** Problem to work on **
Answer these questions using the text below on Ethiopia's election protests:
1. On what date were the parliamentary elections held?
2. How many people did security forces kill last Wednesday, at minimum?
3. Which opposition group does the government blame for the unrest?

The Ethiopian government is cracking down on protests against possible fraud in the May 15 parliamentary elections. Human Rights Watch reported yesterday that police have arrested several thousand people in the capital, Addis Ababa, and nine other cities.

Last Wednesday, government security forces responded to rock-throwing protesters by opening fire on large crowds, killing at least 36 people and wounding more than 100. The Ethiopian government blames the opposition group Coalition for Unity and Democracy for fomenting the unrest. Prime Minister Meles Zenawi justified the decision to monitor opposition leaders

  • Prime Minister Meles Zenawi:
    “When these people incited the violence and had their tickets ready to leave the country, that I think its stretching too far, so we have said you are not leaving while you are inciting violence and stoking fires here, they have been under police surveillance just in case we need to detain them, if things get hotter they will be detained without any question, if that is intimidation so be it but I think we have bent back more than any country I know of would be willing to do.”

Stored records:
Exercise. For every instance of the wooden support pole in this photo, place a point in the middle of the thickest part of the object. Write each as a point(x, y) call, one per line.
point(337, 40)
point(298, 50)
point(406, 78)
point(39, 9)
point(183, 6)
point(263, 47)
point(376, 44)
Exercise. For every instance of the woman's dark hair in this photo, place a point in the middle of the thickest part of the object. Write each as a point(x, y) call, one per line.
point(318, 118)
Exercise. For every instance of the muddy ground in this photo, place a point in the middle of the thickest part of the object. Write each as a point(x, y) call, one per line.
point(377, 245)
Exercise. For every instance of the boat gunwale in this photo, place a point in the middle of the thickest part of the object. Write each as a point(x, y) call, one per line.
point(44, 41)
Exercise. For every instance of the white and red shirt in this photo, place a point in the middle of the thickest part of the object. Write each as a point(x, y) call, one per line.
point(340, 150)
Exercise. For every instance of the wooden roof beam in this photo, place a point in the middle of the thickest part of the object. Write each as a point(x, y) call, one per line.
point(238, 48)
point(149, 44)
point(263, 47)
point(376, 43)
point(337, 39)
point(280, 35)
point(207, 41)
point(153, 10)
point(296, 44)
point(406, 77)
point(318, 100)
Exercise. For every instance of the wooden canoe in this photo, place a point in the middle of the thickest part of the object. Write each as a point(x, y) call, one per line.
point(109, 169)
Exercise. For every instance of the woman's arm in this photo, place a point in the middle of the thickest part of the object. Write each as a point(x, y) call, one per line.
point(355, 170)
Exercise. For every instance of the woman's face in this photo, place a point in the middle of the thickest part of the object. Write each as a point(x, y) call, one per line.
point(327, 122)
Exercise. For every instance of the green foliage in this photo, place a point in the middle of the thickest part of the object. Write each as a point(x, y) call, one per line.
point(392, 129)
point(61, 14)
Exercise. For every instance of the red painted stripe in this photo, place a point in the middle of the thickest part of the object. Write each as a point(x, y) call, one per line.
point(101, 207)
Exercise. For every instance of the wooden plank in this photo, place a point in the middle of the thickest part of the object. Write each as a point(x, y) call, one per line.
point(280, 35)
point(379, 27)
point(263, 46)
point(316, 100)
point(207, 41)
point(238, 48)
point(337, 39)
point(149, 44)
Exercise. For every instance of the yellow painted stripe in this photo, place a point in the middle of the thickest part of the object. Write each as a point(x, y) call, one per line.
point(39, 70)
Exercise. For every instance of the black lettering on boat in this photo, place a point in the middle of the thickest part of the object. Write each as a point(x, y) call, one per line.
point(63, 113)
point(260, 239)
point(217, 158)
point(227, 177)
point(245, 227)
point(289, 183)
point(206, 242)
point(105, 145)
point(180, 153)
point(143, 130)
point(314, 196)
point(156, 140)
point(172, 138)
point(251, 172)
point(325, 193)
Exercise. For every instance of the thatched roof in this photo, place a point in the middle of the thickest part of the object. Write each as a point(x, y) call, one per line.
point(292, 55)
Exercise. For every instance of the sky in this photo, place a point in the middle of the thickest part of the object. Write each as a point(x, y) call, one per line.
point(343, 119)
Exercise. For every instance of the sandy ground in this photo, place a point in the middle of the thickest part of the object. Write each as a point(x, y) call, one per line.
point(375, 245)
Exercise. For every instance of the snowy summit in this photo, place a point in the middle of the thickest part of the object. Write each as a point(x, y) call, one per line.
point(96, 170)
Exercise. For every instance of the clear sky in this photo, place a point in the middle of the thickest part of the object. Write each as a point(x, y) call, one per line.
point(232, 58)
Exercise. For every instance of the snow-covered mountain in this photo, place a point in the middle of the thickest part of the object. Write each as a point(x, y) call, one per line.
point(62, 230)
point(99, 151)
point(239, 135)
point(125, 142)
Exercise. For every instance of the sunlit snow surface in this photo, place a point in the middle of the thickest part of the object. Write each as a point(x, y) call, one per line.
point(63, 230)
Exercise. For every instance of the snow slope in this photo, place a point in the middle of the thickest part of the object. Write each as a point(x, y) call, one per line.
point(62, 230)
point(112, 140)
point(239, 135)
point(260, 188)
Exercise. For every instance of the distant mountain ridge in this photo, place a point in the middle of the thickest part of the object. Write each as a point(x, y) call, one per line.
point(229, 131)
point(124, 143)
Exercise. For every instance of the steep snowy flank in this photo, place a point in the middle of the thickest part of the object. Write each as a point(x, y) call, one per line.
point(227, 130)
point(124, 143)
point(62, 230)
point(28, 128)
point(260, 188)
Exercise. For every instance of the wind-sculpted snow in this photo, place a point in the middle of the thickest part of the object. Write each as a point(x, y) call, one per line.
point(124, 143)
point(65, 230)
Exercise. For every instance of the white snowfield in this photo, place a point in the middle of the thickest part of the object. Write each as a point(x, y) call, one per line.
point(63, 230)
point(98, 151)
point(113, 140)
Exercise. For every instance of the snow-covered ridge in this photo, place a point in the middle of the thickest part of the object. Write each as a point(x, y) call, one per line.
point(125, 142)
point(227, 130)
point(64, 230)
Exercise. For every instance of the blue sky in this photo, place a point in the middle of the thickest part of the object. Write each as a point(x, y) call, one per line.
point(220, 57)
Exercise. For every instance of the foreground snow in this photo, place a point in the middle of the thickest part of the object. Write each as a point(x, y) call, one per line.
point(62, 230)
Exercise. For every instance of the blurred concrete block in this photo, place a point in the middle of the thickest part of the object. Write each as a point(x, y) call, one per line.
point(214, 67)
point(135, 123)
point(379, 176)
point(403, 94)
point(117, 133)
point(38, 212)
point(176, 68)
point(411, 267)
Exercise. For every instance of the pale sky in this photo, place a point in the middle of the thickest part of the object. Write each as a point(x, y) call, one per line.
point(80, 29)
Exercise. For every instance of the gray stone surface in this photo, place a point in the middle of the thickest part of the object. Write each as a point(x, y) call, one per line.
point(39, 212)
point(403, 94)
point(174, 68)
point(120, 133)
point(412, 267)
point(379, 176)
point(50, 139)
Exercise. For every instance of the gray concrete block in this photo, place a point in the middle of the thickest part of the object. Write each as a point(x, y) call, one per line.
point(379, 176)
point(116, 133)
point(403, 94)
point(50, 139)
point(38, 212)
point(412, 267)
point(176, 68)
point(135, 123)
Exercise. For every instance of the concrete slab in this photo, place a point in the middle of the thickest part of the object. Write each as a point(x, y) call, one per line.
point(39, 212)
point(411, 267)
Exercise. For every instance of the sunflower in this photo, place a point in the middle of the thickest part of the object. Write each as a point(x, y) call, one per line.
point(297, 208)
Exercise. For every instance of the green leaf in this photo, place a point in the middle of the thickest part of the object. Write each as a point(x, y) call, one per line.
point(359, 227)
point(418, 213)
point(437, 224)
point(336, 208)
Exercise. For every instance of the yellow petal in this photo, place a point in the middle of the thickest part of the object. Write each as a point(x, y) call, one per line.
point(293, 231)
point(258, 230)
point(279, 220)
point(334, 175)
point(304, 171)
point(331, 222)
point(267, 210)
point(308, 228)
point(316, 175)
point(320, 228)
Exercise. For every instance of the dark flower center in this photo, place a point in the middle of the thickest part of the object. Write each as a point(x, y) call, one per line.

** Reply **
1. May 15
2. At least 36
3. Coalition for Unity and Democracy